[Records contained in a dataset]
● ● ●
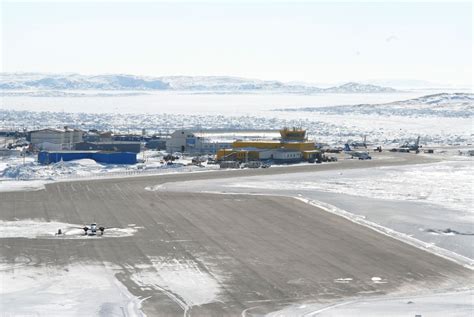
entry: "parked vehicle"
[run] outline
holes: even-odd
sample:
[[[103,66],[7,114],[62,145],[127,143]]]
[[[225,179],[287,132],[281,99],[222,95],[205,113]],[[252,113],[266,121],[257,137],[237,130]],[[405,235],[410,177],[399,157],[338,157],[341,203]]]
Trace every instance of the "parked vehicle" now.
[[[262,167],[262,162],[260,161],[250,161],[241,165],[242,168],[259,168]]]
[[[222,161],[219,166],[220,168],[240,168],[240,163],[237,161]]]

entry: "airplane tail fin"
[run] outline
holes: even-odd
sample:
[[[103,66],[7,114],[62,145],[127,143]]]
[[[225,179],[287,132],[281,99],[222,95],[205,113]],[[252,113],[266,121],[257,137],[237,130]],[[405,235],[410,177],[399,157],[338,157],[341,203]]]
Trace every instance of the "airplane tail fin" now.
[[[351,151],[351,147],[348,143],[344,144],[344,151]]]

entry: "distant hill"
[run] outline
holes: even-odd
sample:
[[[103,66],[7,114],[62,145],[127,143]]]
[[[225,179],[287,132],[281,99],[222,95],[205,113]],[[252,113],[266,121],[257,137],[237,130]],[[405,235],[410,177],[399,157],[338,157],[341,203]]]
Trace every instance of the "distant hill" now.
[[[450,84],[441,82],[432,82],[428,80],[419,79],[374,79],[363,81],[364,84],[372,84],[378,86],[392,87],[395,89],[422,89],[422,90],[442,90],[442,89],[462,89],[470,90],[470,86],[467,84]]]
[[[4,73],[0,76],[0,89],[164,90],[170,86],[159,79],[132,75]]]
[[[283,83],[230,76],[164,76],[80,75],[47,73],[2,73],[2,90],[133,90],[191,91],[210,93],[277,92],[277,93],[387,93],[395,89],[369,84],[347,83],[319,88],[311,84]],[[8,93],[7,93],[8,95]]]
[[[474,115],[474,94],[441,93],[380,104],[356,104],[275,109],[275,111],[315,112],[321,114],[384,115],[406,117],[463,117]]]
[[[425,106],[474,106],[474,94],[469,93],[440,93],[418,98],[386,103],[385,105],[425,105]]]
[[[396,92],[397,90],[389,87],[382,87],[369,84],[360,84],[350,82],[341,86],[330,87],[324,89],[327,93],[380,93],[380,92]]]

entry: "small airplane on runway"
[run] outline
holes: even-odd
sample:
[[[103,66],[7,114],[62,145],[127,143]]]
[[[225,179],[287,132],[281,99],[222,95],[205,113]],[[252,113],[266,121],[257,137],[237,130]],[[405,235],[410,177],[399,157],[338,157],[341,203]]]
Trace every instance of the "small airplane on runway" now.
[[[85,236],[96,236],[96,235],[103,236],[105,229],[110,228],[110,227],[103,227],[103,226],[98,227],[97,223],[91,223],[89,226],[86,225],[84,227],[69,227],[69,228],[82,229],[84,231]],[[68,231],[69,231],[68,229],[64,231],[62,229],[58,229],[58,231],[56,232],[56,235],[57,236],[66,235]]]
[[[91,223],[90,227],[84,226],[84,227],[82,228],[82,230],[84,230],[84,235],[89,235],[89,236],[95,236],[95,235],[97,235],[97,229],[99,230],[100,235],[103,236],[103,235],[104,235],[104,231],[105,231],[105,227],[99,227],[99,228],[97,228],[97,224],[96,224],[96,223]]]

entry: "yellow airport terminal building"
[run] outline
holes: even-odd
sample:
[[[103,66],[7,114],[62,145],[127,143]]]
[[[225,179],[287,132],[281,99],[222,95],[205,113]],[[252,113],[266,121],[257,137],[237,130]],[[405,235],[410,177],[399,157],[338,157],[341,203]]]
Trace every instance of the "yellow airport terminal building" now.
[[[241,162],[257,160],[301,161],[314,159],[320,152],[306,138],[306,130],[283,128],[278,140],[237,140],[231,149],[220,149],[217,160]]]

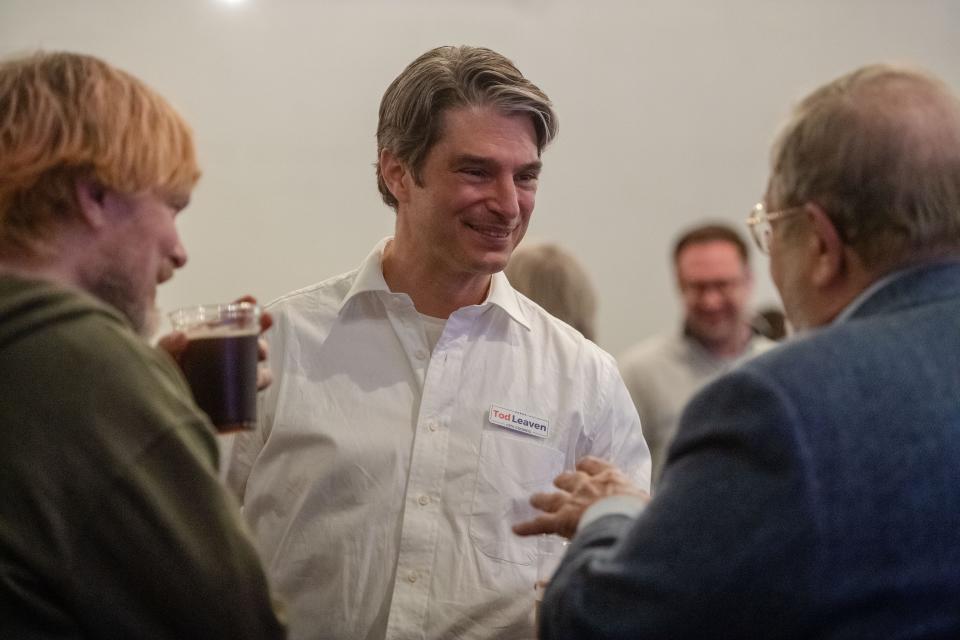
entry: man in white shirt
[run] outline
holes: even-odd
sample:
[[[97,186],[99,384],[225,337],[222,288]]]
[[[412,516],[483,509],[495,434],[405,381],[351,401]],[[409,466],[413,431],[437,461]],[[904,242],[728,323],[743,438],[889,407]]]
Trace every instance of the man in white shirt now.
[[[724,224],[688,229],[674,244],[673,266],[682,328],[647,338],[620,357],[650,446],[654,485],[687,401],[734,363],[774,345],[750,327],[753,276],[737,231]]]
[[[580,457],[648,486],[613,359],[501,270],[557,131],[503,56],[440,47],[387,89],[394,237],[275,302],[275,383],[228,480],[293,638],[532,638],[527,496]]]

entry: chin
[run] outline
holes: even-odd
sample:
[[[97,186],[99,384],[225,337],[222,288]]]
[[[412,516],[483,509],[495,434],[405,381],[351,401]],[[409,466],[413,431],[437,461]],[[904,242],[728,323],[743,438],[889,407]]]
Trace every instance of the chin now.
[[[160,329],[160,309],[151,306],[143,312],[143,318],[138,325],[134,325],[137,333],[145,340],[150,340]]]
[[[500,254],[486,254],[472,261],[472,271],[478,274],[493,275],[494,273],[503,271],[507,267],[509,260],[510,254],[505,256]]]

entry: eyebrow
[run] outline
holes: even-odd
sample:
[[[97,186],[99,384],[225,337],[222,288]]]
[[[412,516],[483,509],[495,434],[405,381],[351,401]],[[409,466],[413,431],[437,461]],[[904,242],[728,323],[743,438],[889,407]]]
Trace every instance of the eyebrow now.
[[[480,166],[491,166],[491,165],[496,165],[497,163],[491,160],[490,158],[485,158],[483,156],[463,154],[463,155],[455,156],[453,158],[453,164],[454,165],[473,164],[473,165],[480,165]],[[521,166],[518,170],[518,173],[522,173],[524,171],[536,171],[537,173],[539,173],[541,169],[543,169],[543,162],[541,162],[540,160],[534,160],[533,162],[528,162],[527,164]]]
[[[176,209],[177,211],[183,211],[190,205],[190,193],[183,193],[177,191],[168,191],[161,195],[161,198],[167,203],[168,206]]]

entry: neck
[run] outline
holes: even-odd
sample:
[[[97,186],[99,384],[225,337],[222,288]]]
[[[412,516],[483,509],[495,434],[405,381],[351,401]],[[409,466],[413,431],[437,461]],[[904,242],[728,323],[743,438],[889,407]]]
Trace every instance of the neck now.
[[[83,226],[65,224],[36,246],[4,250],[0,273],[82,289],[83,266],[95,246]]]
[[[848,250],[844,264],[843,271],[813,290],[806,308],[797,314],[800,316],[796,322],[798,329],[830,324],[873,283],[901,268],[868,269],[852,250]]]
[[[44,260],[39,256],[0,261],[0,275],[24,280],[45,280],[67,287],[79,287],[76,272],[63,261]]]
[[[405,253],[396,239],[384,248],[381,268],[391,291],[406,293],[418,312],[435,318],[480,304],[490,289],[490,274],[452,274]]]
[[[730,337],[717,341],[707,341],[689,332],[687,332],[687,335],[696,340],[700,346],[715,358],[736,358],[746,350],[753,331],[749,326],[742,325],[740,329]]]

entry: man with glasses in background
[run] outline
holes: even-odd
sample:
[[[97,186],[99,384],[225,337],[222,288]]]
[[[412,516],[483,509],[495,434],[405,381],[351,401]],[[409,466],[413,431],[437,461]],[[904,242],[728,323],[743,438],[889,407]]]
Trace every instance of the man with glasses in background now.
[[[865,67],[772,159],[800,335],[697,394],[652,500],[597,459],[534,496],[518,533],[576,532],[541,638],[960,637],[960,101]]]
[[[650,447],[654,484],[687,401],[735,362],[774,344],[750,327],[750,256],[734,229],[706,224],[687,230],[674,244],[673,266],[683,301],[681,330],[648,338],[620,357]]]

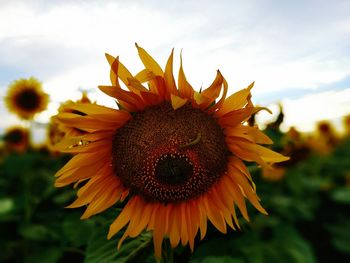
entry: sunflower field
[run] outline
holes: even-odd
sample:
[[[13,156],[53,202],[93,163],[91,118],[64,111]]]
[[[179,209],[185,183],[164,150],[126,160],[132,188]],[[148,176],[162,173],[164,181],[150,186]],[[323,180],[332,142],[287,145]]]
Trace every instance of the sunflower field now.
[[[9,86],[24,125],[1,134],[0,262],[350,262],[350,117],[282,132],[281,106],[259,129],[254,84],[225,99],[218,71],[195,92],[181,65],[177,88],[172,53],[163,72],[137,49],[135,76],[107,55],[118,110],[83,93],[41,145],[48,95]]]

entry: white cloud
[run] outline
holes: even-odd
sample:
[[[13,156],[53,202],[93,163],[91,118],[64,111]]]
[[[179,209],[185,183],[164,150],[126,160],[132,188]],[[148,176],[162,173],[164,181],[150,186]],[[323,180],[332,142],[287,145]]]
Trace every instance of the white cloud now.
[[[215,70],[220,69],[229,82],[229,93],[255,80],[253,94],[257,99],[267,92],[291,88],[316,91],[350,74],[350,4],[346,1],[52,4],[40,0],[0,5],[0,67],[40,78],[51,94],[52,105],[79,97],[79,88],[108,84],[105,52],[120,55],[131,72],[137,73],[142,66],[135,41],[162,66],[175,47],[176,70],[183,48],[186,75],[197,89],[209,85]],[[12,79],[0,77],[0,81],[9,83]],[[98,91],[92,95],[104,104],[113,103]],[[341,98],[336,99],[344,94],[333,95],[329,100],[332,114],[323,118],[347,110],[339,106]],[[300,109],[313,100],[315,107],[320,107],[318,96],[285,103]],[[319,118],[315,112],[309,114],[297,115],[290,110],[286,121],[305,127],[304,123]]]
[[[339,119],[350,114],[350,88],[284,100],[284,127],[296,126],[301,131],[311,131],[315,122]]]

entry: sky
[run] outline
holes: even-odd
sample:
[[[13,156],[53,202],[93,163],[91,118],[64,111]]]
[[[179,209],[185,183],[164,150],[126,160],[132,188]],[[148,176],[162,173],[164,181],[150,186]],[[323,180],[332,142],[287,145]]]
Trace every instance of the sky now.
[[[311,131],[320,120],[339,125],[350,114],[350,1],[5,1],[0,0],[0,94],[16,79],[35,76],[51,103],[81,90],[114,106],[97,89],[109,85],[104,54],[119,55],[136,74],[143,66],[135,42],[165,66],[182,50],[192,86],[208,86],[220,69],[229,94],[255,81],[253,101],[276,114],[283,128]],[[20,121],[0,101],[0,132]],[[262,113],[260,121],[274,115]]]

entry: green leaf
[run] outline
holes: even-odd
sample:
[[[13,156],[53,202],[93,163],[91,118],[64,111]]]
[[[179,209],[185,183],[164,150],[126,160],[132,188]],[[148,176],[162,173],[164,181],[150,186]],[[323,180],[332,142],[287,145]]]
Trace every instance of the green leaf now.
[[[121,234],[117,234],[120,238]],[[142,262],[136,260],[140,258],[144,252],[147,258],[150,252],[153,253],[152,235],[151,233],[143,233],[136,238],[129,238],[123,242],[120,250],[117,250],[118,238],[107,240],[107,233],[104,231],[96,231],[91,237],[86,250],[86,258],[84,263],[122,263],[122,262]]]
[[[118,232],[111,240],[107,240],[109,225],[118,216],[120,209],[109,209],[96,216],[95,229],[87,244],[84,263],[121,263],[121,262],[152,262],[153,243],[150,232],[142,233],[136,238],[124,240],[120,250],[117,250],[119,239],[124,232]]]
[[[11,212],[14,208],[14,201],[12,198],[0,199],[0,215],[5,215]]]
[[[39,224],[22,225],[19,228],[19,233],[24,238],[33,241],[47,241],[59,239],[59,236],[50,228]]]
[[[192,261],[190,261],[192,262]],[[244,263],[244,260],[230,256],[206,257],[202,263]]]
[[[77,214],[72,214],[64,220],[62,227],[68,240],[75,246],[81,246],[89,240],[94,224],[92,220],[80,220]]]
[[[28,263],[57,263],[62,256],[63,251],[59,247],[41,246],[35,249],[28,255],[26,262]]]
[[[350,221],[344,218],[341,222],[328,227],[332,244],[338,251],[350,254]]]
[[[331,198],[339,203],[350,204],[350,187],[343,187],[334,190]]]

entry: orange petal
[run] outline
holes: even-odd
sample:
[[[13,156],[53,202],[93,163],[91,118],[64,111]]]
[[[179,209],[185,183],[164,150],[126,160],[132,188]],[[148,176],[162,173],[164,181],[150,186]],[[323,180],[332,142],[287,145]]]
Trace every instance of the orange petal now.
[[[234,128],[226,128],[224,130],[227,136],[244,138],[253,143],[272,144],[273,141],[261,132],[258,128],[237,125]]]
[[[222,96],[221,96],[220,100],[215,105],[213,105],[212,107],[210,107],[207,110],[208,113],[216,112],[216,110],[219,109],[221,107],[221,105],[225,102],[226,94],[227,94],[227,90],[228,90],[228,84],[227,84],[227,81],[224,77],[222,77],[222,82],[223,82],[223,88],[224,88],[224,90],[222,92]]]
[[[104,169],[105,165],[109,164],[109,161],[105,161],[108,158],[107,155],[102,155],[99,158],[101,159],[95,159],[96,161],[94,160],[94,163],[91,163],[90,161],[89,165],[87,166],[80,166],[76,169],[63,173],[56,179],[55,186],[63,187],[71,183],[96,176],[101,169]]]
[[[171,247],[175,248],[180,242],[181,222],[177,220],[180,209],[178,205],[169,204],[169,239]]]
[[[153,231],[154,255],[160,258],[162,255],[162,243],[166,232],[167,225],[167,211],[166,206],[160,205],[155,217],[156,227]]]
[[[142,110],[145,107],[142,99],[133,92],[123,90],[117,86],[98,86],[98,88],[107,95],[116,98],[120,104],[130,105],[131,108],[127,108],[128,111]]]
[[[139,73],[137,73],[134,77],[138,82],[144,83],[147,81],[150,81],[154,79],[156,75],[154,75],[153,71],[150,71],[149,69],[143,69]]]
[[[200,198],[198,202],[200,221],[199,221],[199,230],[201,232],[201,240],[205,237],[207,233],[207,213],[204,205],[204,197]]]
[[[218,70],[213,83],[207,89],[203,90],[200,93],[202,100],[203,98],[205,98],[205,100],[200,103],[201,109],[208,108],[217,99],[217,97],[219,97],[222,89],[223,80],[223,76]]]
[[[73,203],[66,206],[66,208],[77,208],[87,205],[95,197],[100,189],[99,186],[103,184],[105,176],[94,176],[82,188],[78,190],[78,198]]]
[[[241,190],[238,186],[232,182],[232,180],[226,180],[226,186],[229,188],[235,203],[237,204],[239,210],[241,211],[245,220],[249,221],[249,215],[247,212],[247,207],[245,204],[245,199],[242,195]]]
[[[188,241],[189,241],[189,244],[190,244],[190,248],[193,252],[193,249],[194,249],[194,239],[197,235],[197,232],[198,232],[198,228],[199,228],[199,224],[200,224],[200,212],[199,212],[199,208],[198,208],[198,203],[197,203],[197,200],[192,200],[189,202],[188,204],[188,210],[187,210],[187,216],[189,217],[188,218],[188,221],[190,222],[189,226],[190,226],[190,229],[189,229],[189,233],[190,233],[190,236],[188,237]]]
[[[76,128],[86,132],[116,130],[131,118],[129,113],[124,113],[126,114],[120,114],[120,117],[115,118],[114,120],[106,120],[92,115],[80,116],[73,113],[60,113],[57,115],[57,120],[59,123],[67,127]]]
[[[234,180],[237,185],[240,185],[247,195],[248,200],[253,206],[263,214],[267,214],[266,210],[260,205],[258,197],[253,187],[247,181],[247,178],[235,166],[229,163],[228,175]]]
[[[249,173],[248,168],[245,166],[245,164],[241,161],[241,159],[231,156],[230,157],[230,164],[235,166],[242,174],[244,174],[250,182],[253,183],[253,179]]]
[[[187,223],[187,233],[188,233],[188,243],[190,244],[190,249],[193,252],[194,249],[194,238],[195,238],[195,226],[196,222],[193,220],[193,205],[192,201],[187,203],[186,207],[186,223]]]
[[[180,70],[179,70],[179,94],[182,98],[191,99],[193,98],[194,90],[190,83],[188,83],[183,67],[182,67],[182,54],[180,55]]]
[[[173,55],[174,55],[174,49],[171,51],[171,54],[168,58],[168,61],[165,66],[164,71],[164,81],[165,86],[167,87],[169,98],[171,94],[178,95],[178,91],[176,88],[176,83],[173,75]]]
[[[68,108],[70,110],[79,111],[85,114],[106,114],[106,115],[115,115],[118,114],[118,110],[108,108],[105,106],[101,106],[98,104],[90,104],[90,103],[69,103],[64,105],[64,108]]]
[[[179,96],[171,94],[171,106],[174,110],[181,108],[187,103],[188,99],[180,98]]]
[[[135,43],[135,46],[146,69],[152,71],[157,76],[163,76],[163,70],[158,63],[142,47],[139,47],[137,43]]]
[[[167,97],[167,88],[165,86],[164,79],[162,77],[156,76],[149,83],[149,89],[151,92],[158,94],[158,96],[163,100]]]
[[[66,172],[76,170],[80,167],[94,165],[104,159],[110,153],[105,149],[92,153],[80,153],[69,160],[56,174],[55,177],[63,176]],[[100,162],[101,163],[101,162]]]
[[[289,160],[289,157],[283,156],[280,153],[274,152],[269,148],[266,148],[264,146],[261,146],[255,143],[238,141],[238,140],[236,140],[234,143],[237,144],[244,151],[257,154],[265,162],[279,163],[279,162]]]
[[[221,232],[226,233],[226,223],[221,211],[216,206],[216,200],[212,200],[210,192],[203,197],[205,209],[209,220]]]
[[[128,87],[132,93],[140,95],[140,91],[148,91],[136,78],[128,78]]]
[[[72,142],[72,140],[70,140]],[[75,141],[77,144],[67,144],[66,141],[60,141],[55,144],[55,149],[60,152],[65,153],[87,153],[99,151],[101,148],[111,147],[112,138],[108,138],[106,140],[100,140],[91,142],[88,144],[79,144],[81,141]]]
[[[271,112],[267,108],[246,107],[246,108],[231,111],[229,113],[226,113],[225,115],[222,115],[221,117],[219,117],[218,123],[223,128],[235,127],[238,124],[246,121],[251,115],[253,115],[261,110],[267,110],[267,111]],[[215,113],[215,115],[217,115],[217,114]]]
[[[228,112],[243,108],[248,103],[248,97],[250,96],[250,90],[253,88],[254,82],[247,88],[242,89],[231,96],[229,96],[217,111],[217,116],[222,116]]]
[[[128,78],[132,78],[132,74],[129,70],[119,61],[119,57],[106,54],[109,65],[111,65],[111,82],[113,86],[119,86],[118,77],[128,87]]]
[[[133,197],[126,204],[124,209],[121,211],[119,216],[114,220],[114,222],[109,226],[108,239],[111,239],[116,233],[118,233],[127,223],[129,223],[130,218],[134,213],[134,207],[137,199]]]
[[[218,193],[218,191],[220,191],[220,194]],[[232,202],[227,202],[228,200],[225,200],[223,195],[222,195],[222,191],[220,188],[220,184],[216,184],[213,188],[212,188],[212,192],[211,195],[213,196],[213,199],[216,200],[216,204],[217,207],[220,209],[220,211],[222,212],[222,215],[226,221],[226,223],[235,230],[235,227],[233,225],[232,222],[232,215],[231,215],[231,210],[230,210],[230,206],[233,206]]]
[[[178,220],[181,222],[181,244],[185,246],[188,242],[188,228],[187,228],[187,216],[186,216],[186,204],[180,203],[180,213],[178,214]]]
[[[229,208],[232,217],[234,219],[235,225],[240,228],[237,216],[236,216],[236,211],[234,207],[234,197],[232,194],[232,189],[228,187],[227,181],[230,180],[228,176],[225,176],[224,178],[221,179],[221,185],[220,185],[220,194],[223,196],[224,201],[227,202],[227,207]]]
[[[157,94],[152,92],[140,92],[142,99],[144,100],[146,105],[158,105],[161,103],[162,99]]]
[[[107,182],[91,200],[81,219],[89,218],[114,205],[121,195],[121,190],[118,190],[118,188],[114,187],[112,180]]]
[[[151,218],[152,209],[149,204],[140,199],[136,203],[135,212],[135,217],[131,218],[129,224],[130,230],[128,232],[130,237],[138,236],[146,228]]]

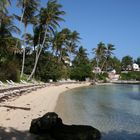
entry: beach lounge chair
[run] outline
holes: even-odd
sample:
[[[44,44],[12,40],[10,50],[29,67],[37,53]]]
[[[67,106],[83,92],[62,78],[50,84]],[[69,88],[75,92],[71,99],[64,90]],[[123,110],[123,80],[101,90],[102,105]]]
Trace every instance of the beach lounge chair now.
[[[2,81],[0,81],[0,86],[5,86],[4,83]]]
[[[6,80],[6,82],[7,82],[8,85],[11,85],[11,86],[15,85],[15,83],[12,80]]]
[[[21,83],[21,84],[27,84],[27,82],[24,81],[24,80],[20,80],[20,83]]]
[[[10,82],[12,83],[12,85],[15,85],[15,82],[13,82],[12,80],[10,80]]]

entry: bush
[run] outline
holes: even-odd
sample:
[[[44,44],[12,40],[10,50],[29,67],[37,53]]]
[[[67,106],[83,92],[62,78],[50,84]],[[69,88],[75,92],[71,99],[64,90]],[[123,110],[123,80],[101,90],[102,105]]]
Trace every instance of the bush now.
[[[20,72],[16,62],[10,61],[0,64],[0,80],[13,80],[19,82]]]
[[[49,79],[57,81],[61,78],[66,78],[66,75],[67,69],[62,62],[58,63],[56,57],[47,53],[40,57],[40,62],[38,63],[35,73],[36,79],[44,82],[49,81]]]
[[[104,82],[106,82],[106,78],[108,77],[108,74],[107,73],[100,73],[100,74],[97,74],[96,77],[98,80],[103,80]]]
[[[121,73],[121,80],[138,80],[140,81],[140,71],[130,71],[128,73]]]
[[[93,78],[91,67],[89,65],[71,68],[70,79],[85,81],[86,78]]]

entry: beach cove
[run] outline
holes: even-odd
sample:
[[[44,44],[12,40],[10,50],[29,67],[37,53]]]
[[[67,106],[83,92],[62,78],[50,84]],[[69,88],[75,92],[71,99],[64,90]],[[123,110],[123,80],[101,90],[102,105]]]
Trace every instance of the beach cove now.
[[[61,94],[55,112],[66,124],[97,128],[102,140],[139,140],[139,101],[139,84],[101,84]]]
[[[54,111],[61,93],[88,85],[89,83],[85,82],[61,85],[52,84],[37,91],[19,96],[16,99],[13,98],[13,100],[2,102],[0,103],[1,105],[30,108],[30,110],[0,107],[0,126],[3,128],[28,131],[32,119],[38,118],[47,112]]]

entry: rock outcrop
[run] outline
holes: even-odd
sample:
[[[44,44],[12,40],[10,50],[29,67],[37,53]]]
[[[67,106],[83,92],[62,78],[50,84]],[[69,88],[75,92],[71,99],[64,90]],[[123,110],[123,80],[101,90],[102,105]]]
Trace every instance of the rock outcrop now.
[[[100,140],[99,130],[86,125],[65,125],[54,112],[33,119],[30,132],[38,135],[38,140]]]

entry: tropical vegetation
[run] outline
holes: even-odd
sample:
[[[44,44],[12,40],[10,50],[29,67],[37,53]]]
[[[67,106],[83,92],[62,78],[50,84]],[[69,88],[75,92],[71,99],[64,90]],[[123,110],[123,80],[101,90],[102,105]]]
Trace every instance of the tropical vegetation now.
● ● ●
Problem:
Lines containing the word "tropical" must be found in the data above and copied.

Solution to this problem:
entry: tropical vegetation
Trace every instance of the tropical vegetation now.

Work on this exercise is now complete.